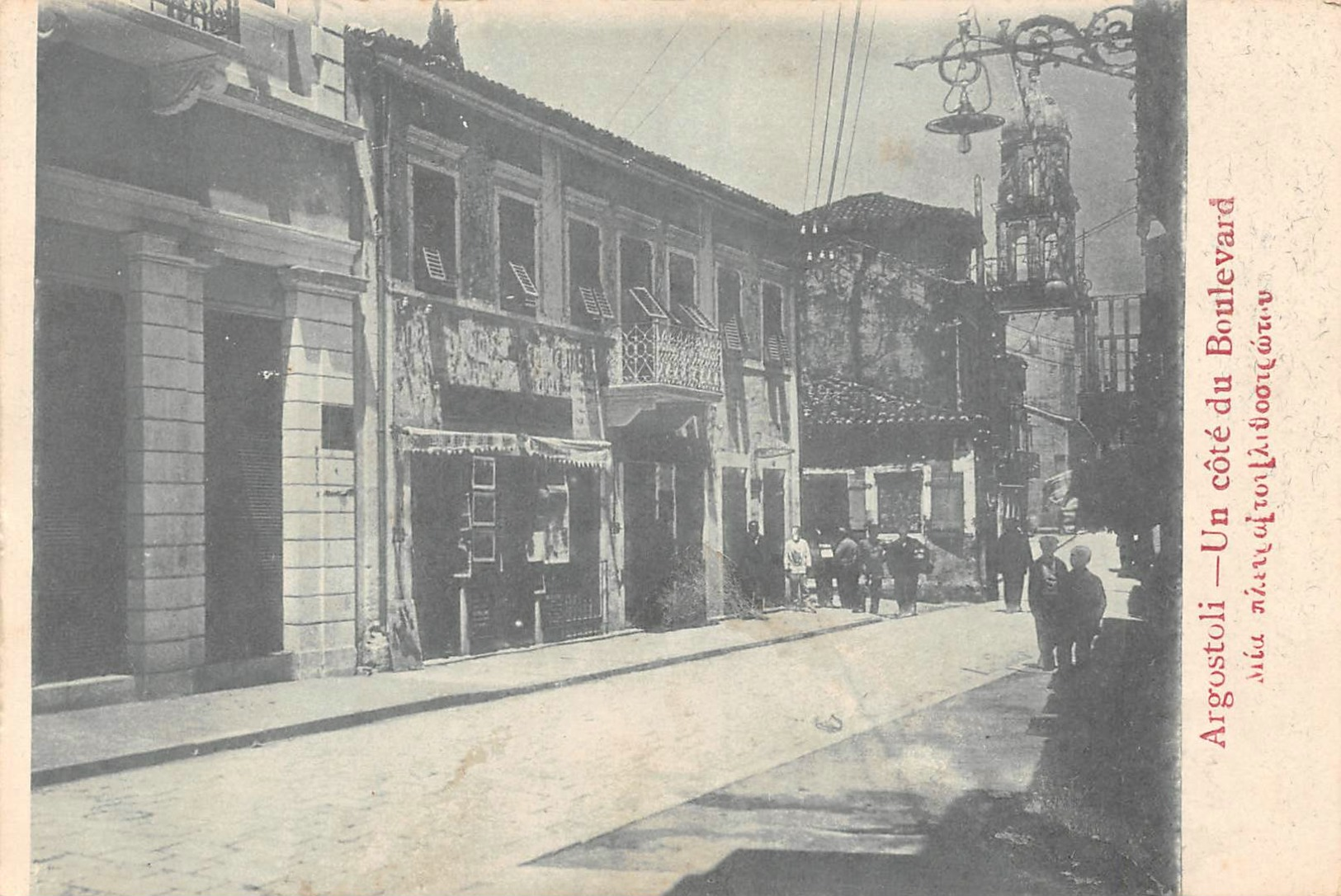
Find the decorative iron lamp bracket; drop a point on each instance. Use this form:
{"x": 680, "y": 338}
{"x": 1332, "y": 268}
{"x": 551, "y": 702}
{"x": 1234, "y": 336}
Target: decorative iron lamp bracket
{"x": 1107, "y": 45}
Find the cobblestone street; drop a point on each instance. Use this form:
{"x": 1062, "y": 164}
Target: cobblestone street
{"x": 440, "y": 801}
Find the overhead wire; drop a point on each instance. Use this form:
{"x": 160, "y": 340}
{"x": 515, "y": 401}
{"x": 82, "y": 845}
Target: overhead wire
{"x": 644, "y": 75}
{"x": 843, "y": 115}
{"x": 680, "y": 79}
{"x": 862, "y": 92}
{"x": 829, "y": 105}
{"x": 815, "y": 106}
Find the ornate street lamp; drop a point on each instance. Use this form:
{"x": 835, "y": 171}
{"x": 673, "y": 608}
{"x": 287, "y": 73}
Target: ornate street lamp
{"x": 1105, "y": 45}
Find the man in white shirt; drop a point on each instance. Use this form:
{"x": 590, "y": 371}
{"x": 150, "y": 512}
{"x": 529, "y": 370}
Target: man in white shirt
{"x": 796, "y": 557}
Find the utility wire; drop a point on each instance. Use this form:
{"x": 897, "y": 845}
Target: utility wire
{"x": 862, "y": 92}
{"x": 644, "y": 75}
{"x": 843, "y": 115}
{"x": 680, "y": 81}
{"x": 829, "y": 105}
{"x": 815, "y": 106}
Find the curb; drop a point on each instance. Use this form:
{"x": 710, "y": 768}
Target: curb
{"x": 160, "y": 756}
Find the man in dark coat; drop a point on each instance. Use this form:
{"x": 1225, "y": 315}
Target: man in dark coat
{"x": 1014, "y": 557}
{"x": 1045, "y": 595}
{"x": 848, "y": 559}
{"x": 873, "y": 565}
{"x": 905, "y": 559}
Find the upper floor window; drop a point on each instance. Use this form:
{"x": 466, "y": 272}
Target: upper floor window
{"x": 588, "y": 300}
{"x": 776, "y": 347}
{"x": 682, "y": 293}
{"x": 1051, "y": 259}
{"x": 734, "y": 334}
{"x": 435, "y": 231}
{"x": 637, "y": 302}
{"x": 1021, "y": 257}
{"x": 518, "y": 272}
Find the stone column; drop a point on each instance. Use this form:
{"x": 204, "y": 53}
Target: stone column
{"x": 165, "y": 465}
{"x": 319, "y": 497}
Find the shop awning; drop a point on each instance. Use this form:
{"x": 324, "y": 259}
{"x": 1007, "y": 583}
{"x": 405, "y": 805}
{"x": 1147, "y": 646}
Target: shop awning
{"x": 573, "y": 452}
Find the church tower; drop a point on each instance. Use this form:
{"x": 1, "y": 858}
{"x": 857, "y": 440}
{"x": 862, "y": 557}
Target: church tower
{"x": 1036, "y": 210}
{"x": 1042, "y": 295}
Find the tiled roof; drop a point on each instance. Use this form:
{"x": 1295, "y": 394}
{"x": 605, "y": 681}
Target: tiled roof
{"x": 885, "y": 211}
{"x": 845, "y": 403}
{"x": 416, "y": 55}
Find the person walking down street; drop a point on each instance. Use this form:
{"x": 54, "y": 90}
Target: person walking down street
{"x": 905, "y": 559}
{"x": 797, "y": 563}
{"x": 1084, "y": 604}
{"x": 1045, "y": 595}
{"x": 873, "y": 565}
{"x": 848, "y": 559}
{"x": 1014, "y": 557}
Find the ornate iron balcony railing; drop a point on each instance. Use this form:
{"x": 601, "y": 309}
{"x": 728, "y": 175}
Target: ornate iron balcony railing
{"x": 212, "y": 17}
{"x": 668, "y": 355}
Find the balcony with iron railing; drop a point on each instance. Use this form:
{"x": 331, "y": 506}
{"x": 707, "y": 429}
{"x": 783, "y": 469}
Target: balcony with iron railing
{"x": 656, "y": 353}
{"x": 219, "y": 17}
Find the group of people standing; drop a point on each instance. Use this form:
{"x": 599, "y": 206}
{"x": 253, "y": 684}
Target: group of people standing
{"x": 860, "y": 569}
{"x": 1068, "y": 604}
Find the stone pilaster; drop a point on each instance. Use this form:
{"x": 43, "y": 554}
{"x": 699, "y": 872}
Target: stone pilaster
{"x": 319, "y": 497}
{"x": 165, "y": 463}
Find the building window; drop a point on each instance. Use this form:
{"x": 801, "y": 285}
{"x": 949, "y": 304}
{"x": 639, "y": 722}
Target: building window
{"x": 778, "y": 409}
{"x": 337, "y": 428}
{"x": 776, "y": 347}
{"x": 588, "y": 300}
{"x": 1117, "y": 326}
{"x": 518, "y": 274}
{"x": 636, "y": 282}
{"x": 1022, "y": 257}
{"x": 435, "y": 231}
{"x": 734, "y": 334}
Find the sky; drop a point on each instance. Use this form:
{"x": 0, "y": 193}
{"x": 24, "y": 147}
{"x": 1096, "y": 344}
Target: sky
{"x": 730, "y": 89}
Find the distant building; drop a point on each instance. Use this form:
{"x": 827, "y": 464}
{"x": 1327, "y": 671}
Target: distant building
{"x": 905, "y": 420}
{"x": 1041, "y": 291}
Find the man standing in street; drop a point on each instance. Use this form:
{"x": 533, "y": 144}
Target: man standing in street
{"x": 1045, "y": 595}
{"x": 1014, "y": 557}
{"x": 873, "y": 565}
{"x": 753, "y": 569}
{"x": 907, "y": 559}
{"x": 848, "y": 559}
{"x": 796, "y": 557}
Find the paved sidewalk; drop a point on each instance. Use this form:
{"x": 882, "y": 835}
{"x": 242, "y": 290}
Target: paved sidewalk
{"x": 81, "y": 743}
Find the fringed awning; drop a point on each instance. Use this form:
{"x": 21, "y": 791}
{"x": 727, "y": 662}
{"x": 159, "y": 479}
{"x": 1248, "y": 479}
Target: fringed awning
{"x": 573, "y": 452}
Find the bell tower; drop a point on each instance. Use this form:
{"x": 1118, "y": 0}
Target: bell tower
{"x": 1036, "y": 208}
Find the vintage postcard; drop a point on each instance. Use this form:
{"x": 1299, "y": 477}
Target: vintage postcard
{"x": 789, "y": 447}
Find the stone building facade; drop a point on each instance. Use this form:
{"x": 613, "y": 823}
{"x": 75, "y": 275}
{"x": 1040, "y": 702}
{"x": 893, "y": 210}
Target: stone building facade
{"x": 592, "y": 388}
{"x": 197, "y": 276}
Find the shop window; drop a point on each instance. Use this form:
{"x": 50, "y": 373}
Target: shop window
{"x": 777, "y": 351}
{"x": 435, "y": 233}
{"x": 517, "y": 255}
{"x": 483, "y": 510}
{"x": 586, "y": 300}
{"x": 337, "y": 428}
{"x": 729, "y": 310}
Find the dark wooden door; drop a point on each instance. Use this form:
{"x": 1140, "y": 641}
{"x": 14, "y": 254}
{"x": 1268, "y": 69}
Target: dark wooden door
{"x": 440, "y": 550}
{"x": 79, "y": 502}
{"x": 243, "y": 486}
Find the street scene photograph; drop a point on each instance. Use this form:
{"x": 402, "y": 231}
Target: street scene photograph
{"x": 607, "y": 448}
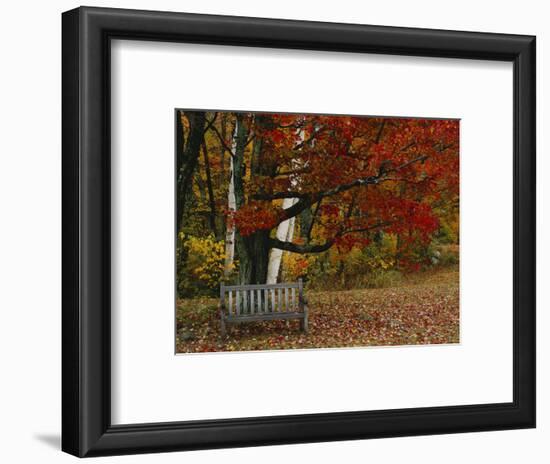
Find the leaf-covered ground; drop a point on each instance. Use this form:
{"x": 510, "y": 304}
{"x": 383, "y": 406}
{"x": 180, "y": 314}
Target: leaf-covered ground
{"x": 423, "y": 310}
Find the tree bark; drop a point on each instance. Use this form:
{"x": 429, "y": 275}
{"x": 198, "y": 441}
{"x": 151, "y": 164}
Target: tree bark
{"x": 211, "y": 199}
{"x": 285, "y": 232}
{"x": 253, "y": 250}
{"x": 231, "y": 208}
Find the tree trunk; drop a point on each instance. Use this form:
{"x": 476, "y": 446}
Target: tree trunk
{"x": 236, "y": 188}
{"x": 186, "y": 158}
{"x": 211, "y": 199}
{"x": 285, "y": 232}
{"x": 253, "y": 257}
{"x": 231, "y": 208}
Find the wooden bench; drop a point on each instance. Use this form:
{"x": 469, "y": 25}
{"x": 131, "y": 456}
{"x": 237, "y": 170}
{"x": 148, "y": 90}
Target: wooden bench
{"x": 248, "y": 303}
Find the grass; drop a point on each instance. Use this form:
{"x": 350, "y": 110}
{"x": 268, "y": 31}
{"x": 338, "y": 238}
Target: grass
{"x": 423, "y": 309}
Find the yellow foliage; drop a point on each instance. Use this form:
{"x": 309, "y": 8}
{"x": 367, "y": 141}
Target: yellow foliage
{"x": 206, "y": 258}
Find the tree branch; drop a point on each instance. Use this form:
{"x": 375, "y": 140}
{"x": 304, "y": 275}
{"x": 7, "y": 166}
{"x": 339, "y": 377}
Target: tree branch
{"x": 319, "y": 248}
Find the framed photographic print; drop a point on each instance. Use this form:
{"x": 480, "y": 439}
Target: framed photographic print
{"x": 284, "y": 231}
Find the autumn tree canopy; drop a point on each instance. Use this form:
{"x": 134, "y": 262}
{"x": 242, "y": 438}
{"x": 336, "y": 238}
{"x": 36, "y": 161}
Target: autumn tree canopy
{"x": 304, "y": 184}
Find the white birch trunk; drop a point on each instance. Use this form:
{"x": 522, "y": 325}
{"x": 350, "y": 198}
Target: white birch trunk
{"x": 232, "y": 207}
{"x": 285, "y": 233}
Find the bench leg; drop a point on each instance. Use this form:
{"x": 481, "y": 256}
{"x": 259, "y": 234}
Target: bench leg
{"x": 222, "y": 327}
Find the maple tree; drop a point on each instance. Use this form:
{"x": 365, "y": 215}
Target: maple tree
{"x": 341, "y": 180}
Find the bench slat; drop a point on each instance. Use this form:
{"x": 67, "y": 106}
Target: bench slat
{"x": 257, "y": 286}
{"x": 264, "y": 317}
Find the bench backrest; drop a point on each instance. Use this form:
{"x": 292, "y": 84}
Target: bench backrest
{"x": 261, "y": 299}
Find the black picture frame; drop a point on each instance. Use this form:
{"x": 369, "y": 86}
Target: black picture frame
{"x": 86, "y": 287}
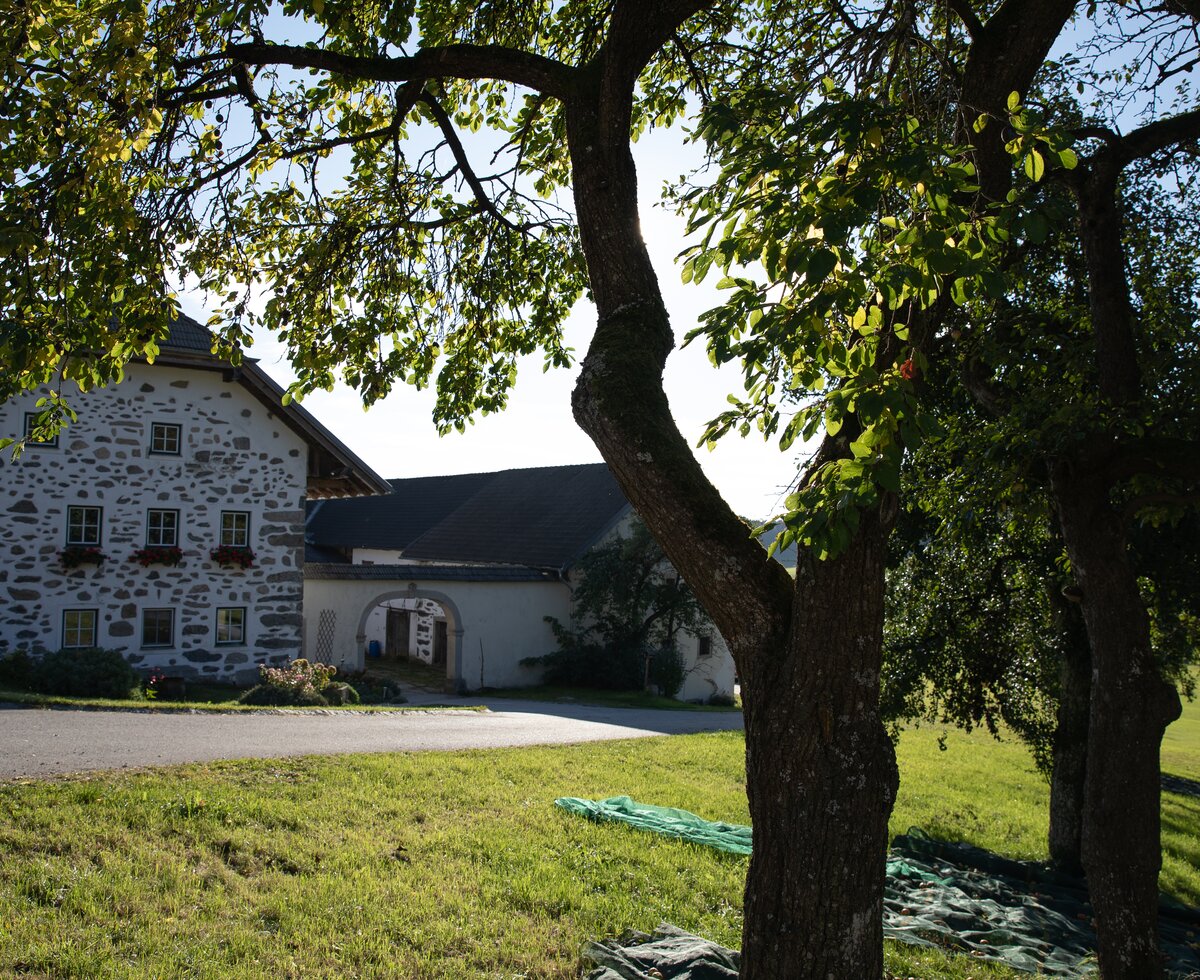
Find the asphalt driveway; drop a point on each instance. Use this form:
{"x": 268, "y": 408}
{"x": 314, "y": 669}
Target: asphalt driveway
{"x": 54, "y": 743}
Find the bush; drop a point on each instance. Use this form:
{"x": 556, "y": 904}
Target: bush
{"x": 341, "y": 693}
{"x": 16, "y": 669}
{"x": 299, "y": 684}
{"x": 95, "y": 673}
{"x": 667, "y": 671}
{"x": 592, "y": 665}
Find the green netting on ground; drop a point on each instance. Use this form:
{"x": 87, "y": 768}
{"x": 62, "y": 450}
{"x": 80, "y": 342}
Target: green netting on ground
{"x": 937, "y": 894}
{"x": 663, "y": 819}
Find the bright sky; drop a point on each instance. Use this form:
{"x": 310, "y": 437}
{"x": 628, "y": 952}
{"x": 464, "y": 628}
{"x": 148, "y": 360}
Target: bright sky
{"x": 397, "y": 439}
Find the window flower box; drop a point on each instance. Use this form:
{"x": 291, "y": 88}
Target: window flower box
{"x": 227, "y": 555}
{"x": 157, "y": 554}
{"x": 73, "y": 555}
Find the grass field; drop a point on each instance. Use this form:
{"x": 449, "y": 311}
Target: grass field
{"x": 445, "y": 865}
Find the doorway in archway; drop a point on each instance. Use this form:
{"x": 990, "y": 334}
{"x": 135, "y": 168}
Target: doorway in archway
{"x": 411, "y": 635}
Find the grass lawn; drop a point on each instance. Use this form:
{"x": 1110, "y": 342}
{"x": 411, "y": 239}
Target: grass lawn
{"x": 433, "y": 865}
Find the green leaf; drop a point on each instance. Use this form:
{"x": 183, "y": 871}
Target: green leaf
{"x": 1035, "y": 166}
{"x": 820, "y": 266}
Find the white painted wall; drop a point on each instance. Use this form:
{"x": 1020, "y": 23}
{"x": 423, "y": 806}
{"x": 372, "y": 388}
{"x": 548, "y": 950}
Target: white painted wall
{"x": 492, "y": 625}
{"x": 237, "y": 455}
{"x": 707, "y": 675}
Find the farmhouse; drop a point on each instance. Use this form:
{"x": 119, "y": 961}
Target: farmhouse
{"x": 168, "y": 521}
{"x": 462, "y": 572}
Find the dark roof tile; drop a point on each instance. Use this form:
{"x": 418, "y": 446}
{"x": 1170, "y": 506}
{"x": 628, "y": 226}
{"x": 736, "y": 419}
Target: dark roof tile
{"x": 544, "y": 517}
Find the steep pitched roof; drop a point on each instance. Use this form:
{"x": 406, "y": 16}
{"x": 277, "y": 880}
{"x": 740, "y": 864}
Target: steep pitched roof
{"x": 544, "y": 517}
{"x": 334, "y": 469}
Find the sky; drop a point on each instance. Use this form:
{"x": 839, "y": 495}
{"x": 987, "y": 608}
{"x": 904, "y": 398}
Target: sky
{"x": 396, "y": 437}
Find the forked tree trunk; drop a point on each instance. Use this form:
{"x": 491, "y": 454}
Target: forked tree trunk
{"x": 822, "y": 777}
{"x": 821, "y": 771}
{"x": 1132, "y": 705}
{"x": 1069, "y": 749}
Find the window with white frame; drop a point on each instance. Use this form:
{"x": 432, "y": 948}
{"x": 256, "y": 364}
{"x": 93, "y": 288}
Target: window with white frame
{"x": 162, "y": 529}
{"x": 166, "y": 438}
{"x": 84, "y": 525}
{"x": 79, "y": 629}
{"x": 157, "y": 627}
{"x": 234, "y": 529}
{"x": 231, "y": 625}
{"x": 30, "y": 425}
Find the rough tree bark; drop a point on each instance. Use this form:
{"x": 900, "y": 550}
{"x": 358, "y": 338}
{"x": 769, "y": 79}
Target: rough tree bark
{"x": 820, "y": 769}
{"x": 1132, "y": 703}
{"x": 1069, "y": 749}
{"x": 1132, "y": 707}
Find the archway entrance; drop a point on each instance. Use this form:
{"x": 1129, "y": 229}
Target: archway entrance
{"x": 415, "y": 630}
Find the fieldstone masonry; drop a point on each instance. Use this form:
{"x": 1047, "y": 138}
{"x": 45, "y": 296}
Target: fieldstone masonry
{"x": 237, "y": 455}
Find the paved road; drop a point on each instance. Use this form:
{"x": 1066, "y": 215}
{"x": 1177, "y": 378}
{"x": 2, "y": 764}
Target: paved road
{"x": 53, "y": 743}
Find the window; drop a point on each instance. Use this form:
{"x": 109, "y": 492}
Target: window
{"x": 30, "y": 424}
{"x": 162, "y": 529}
{"x": 157, "y": 627}
{"x": 79, "y": 627}
{"x": 166, "y": 438}
{"x": 231, "y": 625}
{"x": 83, "y": 525}
{"x": 234, "y": 529}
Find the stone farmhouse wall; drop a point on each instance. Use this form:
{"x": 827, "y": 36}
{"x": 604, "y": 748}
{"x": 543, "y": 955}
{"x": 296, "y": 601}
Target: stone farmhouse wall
{"x": 235, "y": 455}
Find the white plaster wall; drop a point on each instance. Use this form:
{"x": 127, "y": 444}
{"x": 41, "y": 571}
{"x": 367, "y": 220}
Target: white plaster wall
{"x": 376, "y": 557}
{"x": 707, "y": 675}
{"x": 420, "y": 638}
{"x": 492, "y": 625}
{"x": 237, "y": 455}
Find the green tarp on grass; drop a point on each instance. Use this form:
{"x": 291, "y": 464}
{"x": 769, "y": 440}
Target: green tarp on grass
{"x": 937, "y": 894}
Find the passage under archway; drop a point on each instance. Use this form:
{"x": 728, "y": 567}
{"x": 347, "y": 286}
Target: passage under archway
{"x": 412, "y": 630}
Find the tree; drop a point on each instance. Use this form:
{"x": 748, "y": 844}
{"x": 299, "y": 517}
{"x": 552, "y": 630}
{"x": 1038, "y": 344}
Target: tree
{"x": 145, "y": 139}
{"x": 629, "y": 608}
{"x": 901, "y": 205}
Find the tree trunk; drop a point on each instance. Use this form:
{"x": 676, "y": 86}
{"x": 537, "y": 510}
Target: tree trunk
{"x": 821, "y": 771}
{"x": 821, "y": 777}
{"x": 1069, "y": 750}
{"x": 1132, "y": 705}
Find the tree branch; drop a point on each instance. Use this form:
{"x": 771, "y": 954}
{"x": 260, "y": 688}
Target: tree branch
{"x": 533, "y": 71}
{"x": 972, "y": 24}
{"x": 1156, "y": 137}
{"x": 1155, "y": 456}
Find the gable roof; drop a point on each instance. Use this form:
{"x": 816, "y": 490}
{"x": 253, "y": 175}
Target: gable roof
{"x": 334, "y": 469}
{"x": 544, "y": 517}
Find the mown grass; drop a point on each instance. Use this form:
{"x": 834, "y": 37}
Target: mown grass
{"x": 435, "y": 865}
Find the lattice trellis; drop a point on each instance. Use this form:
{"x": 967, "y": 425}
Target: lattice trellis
{"x": 325, "y": 635}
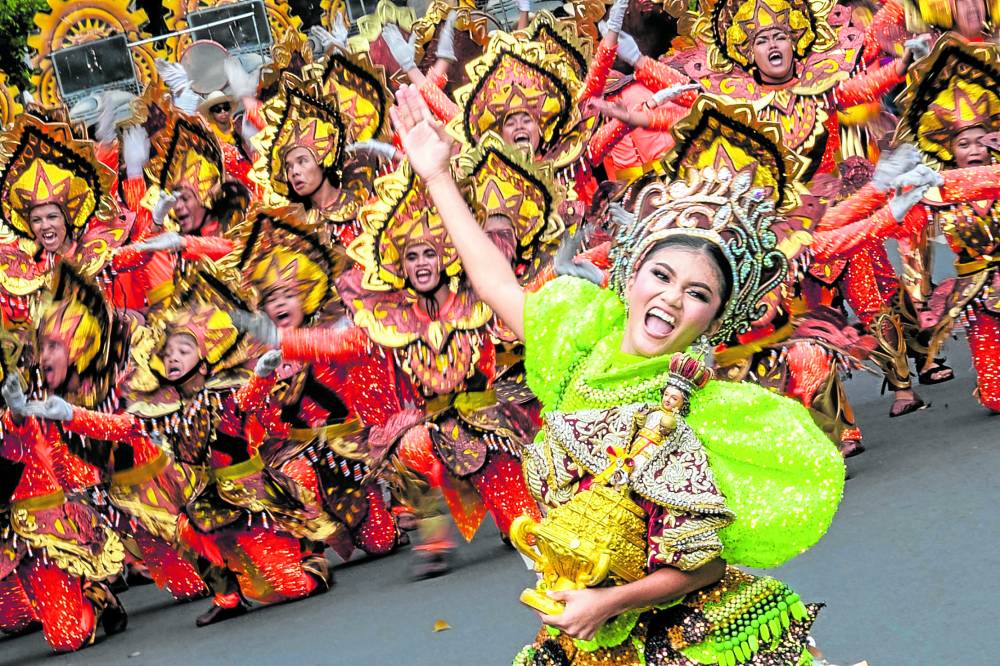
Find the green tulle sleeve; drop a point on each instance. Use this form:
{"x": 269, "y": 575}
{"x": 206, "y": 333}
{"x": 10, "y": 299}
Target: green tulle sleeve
{"x": 562, "y": 322}
{"x": 781, "y": 475}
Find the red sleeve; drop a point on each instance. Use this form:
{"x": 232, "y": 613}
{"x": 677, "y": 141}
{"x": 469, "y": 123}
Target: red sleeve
{"x": 868, "y": 87}
{"x": 657, "y": 75}
{"x": 340, "y": 345}
{"x": 438, "y": 101}
{"x": 597, "y": 77}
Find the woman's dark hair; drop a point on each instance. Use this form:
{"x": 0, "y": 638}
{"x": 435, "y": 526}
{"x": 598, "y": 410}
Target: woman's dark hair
{"x": 708, "y": 249}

————————

Prompt: Starting with the line that holds "Find the lattice", repeat exactly every line through the end of the material above, both ends included, without the pictures.

Solution below:
Find the lattice trellis; drop a point on each instance. Use this form:
{"x": 967, "y": 425}
Target: lattice trellis
{"x": 325, "y": 635}
Find the green tulle sleeve; drop a point on each instance. Use this form:
{"x": 269, "y": 575}
{"x": 206, "y": 333}
{"x": 10, "y": 299}
Target: green tulle sleeve
{"x": 562, "y": 322}
{"x": 781, "y": 475}
Find the red sleeve; drop a point on each instance. Use this form:
{"x": 232, "y": 613}
{"x": 677, "y": 141}
{"x": 469, "y": 123}
Target: red sleeve
{"x": 868, "y": 87}
{"x": 657, "y": 75}
{"x": 340, "y": 345}
{"x": 438, "y": 101}
{"x": 597, "y": 77}
Find the woman's dark hair; drop a point on each instance. Use this form:
{"x": 0, "y": 638}
{"x": 435, "y": 526}
{"x": 598, "y": 410}
Target: woman's dark hair
{"x": 708, "y": 249}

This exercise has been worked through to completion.